▶ [REQUIRED TASKS]:
• A. Transcribe the stretch of the thread on Nim garbage collection from "I finally found" through "does not exist.".
• B. Answer these questions about the thread on Nim garbage collection:
(i) What example command is suggested for compiling a program to use the Boehm GC?
(ii) What kind of program is the project being discussed?
(iii) According to the thread, what is .union meant for?

--- begin EXTRACT ---

I finally found out what was wrong with my code. The thing is it works far faster with Boehm (compared to the default GC I mean), but when trying the command with --gc:boehm it complains that the command does not exist.
Any ideas?
So... any idea?
Your posts are a bit hard to understand, at least for me, and I have no idea on what project you are working and what you intend. What is
when trying the command with --gc:boehm it complains
You can compile your program with something like nim c --gc:boehm myprog.nim to use boehm GC, but I think you know that and have successfully done it, because you wrote that it works faster with boehm?
For setupForeignThreadGc() it seems to use the GC for which your program is compiled, I don't think that we can use multiple GC's in a single program. See
It's an interpreter: https://github.com/arturo-lang/arturo
Basically, so far I had no-GC whatsoever and try to find out what to make the whole project WITH a GC. (And then how to tune it)
This code is one reason why every GC hates your code:
ValueRef {.union.} = ref object
s: string
a: Array
d: Context
f: Function
when not defined(mini):
bi: Int
.union is for C interop only, you put a Nim string inside, kaboom. And that's probably just the top of the iceberg, you also use .computedGoto where it currently is simply ignored and that's even a good thing as you misapply computedGoto...

--- end EXTRACT ---
--- begin LISTED ENTRIES ---

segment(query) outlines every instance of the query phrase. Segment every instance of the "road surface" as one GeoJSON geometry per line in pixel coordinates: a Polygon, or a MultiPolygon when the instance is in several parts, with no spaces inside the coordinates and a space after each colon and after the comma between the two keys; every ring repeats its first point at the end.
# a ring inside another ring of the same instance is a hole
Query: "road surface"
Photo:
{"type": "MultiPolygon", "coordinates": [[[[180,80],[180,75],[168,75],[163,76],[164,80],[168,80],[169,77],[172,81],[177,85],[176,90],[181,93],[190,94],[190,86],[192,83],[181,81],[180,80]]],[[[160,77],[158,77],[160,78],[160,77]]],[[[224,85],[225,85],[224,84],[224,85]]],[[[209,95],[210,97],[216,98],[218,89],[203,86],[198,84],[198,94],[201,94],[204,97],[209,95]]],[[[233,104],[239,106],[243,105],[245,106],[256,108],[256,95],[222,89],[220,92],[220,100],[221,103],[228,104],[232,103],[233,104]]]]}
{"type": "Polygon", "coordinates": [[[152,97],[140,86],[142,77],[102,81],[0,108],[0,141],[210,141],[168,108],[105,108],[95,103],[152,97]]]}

--- end LISTED ENTRIES ---
--- begin LISTED ENTRIES ---

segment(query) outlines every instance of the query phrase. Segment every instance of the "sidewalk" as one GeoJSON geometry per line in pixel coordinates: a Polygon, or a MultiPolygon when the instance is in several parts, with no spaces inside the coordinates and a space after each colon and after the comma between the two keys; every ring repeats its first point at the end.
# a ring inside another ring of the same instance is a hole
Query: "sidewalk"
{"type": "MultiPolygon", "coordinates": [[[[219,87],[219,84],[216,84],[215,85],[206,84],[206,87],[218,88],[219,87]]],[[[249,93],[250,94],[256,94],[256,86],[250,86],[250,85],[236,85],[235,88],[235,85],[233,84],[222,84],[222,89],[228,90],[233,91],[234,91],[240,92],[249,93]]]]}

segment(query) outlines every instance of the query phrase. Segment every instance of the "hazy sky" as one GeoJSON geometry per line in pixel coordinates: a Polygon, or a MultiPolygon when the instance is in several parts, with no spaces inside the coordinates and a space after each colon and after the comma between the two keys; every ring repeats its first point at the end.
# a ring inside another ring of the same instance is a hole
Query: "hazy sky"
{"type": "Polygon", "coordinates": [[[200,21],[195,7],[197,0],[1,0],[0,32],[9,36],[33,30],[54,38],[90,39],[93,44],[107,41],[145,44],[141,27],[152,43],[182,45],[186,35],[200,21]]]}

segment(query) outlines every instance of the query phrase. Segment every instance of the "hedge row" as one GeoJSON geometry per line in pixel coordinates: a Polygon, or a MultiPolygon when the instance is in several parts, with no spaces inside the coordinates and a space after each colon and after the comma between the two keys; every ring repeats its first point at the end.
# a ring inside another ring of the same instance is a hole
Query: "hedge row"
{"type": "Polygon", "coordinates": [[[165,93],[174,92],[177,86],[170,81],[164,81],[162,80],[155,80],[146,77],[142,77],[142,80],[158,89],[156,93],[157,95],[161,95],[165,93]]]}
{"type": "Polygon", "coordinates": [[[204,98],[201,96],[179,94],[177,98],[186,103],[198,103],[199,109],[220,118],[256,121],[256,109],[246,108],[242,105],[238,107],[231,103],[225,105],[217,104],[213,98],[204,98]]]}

--- end LISTED ENTRIES ---
--- begin LISTED ENTRIES ---

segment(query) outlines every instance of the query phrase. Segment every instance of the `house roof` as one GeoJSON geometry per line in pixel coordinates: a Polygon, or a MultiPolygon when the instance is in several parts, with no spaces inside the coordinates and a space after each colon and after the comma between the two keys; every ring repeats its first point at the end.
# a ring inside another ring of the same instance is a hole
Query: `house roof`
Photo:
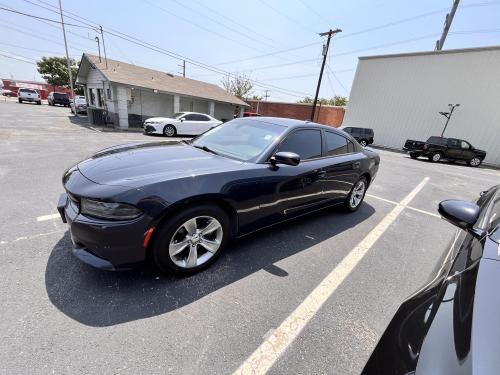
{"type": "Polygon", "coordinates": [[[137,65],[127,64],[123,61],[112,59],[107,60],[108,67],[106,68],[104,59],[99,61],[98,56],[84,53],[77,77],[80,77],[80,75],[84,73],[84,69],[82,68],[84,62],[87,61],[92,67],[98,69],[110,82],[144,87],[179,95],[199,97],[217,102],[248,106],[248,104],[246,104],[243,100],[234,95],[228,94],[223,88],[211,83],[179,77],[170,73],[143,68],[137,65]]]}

--- end LISTED ENTRIES ---

▶ [RESULTS]:
• A.
I finally found out what was wrong with my code. The thing is it works far faster with Boehm (compared to the default GC I mean), but when trying the command with --gc:boehm it complains that the command does not exist.

• B.
(i) nim c --gc:boehm myprog.nim
(ii) An interpreter.
(iii) C interop only.